Point localization data:

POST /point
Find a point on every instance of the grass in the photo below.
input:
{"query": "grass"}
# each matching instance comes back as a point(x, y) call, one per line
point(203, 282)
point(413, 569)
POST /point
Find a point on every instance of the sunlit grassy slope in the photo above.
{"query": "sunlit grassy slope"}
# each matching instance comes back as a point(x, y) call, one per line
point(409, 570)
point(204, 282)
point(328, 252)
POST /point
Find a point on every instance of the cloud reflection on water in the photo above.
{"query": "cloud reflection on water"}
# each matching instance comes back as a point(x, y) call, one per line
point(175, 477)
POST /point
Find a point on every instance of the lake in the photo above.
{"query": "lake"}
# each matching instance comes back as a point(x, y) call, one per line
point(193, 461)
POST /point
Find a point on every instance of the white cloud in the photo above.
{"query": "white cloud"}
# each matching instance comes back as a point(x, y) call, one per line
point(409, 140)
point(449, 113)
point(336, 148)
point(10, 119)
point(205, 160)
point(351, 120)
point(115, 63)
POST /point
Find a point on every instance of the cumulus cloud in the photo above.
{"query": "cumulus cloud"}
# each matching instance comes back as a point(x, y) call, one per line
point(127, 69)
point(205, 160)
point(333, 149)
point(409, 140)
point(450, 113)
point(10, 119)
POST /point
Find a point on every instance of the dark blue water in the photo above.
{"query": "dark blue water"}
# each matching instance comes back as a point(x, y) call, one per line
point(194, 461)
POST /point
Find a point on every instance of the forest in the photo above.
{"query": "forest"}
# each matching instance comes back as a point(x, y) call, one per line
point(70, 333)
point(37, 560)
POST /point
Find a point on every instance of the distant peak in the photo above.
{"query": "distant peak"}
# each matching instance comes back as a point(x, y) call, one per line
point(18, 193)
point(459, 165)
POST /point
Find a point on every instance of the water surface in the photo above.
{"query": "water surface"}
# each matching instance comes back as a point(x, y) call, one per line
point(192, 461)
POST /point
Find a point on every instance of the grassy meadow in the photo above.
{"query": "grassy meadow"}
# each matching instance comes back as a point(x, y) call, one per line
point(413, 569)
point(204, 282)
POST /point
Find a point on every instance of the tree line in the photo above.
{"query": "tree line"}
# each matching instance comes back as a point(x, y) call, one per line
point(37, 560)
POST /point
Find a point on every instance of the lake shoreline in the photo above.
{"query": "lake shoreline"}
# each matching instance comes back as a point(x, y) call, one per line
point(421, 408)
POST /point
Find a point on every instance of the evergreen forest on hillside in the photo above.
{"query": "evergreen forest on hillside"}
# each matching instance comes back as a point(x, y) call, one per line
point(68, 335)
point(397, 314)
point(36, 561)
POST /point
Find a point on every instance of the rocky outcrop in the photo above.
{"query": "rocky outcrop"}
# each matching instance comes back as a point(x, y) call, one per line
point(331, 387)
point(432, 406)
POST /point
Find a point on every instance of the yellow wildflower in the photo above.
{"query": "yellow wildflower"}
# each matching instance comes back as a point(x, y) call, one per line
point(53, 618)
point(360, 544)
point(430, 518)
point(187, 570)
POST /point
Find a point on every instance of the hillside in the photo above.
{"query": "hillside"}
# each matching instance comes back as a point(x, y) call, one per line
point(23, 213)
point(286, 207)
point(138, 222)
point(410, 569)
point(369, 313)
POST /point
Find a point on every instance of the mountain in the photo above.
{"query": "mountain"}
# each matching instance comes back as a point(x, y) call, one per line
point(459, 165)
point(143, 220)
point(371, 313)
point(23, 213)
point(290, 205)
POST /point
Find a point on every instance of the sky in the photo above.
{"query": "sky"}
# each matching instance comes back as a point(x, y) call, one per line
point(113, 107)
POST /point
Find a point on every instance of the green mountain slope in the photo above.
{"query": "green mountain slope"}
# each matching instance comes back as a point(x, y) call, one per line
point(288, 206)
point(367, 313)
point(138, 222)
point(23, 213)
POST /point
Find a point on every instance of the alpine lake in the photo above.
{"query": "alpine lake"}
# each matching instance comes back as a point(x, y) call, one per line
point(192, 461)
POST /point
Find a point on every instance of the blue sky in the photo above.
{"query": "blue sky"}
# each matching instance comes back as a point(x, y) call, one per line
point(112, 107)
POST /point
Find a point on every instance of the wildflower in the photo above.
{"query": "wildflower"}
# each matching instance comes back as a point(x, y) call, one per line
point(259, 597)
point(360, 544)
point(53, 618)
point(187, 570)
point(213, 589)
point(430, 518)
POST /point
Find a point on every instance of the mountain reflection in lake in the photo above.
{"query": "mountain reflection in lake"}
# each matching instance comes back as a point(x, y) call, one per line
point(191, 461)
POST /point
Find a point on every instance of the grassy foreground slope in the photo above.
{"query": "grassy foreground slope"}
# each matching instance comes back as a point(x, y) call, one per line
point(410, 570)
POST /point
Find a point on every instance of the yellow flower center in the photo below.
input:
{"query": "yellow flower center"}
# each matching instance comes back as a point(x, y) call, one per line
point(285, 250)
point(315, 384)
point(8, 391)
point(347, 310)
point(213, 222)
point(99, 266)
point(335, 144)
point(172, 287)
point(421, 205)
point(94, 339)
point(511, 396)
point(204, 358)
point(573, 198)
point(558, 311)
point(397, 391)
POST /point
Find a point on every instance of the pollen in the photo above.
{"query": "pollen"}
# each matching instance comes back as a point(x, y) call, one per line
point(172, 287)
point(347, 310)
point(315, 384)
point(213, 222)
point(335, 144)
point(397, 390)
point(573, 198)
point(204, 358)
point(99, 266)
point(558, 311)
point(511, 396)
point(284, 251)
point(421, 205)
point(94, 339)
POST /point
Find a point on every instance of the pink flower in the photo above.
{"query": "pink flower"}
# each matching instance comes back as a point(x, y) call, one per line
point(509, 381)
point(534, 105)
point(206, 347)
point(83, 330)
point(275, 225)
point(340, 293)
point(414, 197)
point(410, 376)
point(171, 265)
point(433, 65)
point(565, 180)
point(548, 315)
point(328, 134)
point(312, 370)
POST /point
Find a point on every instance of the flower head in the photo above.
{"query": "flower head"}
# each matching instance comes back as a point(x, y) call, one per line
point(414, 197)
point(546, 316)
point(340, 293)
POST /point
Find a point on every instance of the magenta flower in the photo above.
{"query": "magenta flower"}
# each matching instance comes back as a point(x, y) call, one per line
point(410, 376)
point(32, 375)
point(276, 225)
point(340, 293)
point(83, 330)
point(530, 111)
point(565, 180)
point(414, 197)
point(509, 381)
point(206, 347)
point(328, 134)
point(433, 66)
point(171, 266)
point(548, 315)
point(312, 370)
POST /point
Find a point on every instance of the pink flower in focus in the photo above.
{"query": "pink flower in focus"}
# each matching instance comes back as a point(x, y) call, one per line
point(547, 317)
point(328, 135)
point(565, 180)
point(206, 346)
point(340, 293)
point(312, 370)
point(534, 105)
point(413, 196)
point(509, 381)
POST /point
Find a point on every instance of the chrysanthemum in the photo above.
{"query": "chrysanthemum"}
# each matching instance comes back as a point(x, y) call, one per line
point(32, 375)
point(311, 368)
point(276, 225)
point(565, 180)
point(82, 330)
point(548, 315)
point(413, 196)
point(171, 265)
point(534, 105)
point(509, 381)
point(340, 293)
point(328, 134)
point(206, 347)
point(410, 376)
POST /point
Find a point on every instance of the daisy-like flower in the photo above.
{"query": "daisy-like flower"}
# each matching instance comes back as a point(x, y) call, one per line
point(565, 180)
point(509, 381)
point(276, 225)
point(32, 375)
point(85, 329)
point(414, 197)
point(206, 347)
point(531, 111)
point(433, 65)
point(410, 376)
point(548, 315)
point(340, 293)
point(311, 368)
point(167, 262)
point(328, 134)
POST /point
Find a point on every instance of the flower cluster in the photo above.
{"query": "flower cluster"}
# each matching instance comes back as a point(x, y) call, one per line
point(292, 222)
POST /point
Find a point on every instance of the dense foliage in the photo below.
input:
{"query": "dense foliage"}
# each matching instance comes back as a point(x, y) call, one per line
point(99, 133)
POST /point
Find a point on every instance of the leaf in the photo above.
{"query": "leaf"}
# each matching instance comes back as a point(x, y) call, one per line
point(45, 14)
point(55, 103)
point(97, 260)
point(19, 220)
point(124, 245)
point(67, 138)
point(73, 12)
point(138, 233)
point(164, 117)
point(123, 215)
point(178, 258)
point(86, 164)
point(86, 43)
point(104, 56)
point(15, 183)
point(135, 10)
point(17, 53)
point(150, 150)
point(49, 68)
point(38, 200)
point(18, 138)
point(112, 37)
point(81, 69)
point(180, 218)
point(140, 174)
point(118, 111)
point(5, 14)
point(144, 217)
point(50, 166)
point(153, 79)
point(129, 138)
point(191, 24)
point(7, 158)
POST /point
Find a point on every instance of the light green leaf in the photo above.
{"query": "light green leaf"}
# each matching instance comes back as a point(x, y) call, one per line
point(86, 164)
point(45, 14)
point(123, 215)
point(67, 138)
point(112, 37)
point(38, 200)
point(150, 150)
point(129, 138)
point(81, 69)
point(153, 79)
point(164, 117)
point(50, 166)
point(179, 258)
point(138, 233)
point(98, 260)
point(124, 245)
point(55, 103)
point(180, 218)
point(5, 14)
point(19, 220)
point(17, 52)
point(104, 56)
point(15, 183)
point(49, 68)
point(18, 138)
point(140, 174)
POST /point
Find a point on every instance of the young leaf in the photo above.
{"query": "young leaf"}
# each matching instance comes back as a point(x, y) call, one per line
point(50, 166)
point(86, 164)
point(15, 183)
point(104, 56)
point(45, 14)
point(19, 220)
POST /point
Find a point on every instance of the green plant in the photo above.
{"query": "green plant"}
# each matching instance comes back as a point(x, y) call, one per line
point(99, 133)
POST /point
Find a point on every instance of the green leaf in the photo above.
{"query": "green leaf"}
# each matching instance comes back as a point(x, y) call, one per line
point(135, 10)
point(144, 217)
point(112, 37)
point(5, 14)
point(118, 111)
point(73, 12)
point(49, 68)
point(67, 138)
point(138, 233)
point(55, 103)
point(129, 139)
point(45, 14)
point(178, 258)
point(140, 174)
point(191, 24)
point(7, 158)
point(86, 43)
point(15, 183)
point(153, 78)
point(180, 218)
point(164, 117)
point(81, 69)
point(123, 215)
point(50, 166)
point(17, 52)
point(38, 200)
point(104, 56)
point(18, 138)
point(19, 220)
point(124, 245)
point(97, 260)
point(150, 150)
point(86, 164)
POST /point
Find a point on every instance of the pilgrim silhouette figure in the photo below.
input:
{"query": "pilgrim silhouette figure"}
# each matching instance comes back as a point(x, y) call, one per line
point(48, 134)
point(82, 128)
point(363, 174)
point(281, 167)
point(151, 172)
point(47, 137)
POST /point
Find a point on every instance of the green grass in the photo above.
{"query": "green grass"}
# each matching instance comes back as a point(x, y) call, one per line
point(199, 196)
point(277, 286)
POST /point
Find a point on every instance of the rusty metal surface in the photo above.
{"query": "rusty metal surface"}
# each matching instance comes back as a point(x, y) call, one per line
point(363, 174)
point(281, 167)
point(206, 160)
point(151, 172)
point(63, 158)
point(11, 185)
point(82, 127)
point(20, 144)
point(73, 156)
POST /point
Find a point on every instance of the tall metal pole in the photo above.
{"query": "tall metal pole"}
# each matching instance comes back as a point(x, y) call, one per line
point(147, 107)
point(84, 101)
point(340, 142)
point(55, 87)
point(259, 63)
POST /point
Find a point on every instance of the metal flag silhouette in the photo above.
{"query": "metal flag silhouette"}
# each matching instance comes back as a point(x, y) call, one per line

__Exercise brief__. Show every line in the records above that contains the word "blue".

__Answer below__.
Find a point on every instance of the dark blue water in the photo above.
{"query": "dark blue water"}
Find a point on every instance of the blue sky in the photo above.
{"query": "blue sky"}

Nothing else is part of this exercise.